May 3, 2024

My Everyday Tech

Digital lifestyle, smart devices and gadgets

Offline Marketing Goes Digital

4 min read
 

Wherever consumers look they are presented with advertising. This has been the case for many decades now. When it comes to the physical world most of that advertising has been paper-based. Today, it is increasingly more likely to be digital.

The rise of the digital billboard led by Lamar Advertising

In virtually every country, billboards are an important advertising medium. They are found everywhere. Including in relatively underpopulated areas. The chances of the major roads in the area having a billboard or two are high. There are certainly plenty of them in town. As early as the 15th-century companies were advertising their businesses in this way, certainly in Europe.

Fairly recently, many of the traditional paper billboards in the USA have gone digital. In 2016, there were already 6,400 of them. By 2020 the number was 9,600. Spending on digital billboard advertising and other forms of digital-out-of-home (DOOH) was 3.5 billion US in 2019. By 2023 advertisers are expected to spend 5.2 billion US dollars on this type of advertising.

Lamar Advertising, one of the biggest billboard companies in the USA, owns and runs 3,800 of them. They were one of the early adopters. Deploying their first digital billboard in 2001. It is a sector that they are planning to expand rapidly.
****************************************
• _Instructions for the task_:
Print the passage of the article on digital billboards from "My Everyday Tech" to "to be digital.", word for word.

[Items drawn from a dataset]
****************************************
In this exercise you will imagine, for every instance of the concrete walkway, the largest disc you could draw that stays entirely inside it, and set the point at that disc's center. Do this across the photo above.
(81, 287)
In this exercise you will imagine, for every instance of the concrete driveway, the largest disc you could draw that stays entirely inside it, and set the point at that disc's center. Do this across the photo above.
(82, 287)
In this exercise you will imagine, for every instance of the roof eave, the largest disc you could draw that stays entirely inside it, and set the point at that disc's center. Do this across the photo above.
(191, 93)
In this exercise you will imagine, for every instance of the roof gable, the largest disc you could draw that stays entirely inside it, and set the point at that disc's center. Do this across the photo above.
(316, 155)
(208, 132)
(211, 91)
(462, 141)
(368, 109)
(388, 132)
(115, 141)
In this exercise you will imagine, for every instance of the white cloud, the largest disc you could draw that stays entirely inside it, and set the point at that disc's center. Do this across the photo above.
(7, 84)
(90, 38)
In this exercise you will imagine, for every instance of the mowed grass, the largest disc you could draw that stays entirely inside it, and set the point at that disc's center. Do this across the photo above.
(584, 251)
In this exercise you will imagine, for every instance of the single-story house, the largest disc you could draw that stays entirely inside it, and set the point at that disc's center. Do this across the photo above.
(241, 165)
****************************************
• _Response to this task_:
My Everyday Tech

Digital lifestyle, smart devices and gadgets

Offline Marketing Goes Digital

4 min read
 

Wherever consumers look they are presented with advertising. This has been the case for many decades now. When it comes to the physical world most of that advertising has been paper-based. Today, it is increasingly more likely to be digital.